Text provided:
═══

Greg Ver Steeg, Hrayr Harutyunyan, Daniel Moyer, Aram Galstyan
Fast structure learning with modular regularization
NeurIPS'19 [arXiv, code, bibTeX]

We introduce a method, called linear CorEx, for learning latent factors such that the joint probability distribution becomes close to being a modular latent factor model (shown in the picture). The method has linear complexity w.r.t. the number of observed variables and works well in high-dimensional undersampled regimes. Furthermore, when the data comes from an approximately modular Gaussian latent factor model, linear CorEx exhibits blessing of dimensionality!

Hrayr Harutyunyan, Daniel Moyer, Hrant Khachatrian, Greg Ver Steeg, Aram Galstyan
Efficient Covariance Estimation from Temporal Data
arXiv preprint [arXiv, code, bibTeX]

In this work we extend linear CorEx to work with temporal data. The main method -- T-CorEx -- takes multivariate time series, divided into time periods and models the data of each time period with an instance of linear CorEx, such that the models vary smoothly over time. The method can be used for estimating covariance matrix of observed variables at each time period, clustering of time series, change point detection, and extracting useful information. All these analyses can be done in less than an hour even when the data is truly high-dimensional (like an fMRI instance with 10^5 variables and 20 time periods).

Sami Abu-El-Haija, Bryan Perozzi, Amol Kapoor, Hrayr Harutyunyan, Nazanin Alipourfard, Kristina Lerman, Greg Ver Steeg, Aram Galstyan
Mixhop: Higher-order graph convolution architectures via sparsified neighborhood mixing
ICML'19 [arXiv, code, bibTeX]

This paper proposes a new graph convolutional network (GCN), called MixHop, that in contrast to the vanilla GCN is able to learn a general class of neighborhood mixing relationships. MixHop requires no additional memory or computational complexity. Additionally, the paper proposes sparsity regularization that allows us to visualize how the network prioritizes neighborhood information across different graph datasets.

═══

What you need to do:
• 1. For each statement, decide whether the paper summaries support it. Answer yes or no, and quote the deciding words.
(a) Linear CorEx has linear complexity with respect to the number of observed variables.
(b) MixHop needs more memory than the vanilla GCN.
(c) T-CorEx models the data of each time period with an instance of linear CorEx.
• 2. Copy the passage of the paper summaries from "In this work" up to and including "20 time periods).".
The listing plays no part in the work on the paper summaries.

Exercise data:

═══

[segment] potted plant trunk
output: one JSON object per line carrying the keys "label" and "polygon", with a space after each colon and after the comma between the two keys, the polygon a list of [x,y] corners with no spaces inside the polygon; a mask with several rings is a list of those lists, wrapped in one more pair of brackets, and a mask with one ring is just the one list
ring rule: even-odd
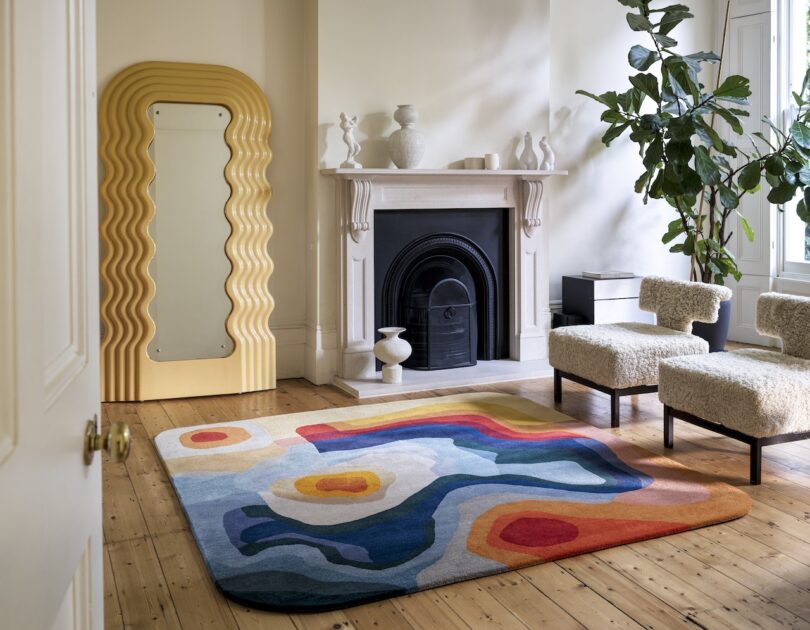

═══

Answers to this exercise:
• 1.
(a) Yes: "The method has linear complexity w.r.t. the number of observed variables"
(b) No: "MixHop requires no additional memory or computational complexity."
(c) Yes: "models the data of each time period with an instance of linear CorEx"

• 2.
In this work we extend linear CorEx to work with temporal data. The main method -- T-CorEx -- takes multivariate time series, divided into time periods and models the data of each time period with an instance of linear CorEx, such that the models vary smoothly over time. The method can be used for estimating covariance matrix of observed variables at each time period, clustering of time series, change point detection, and extracting useful information. All these analyses can be done in less than an hour even when the data is truly high-dimensional (like an fMRI instance with 10^5 variables and 20 time periods).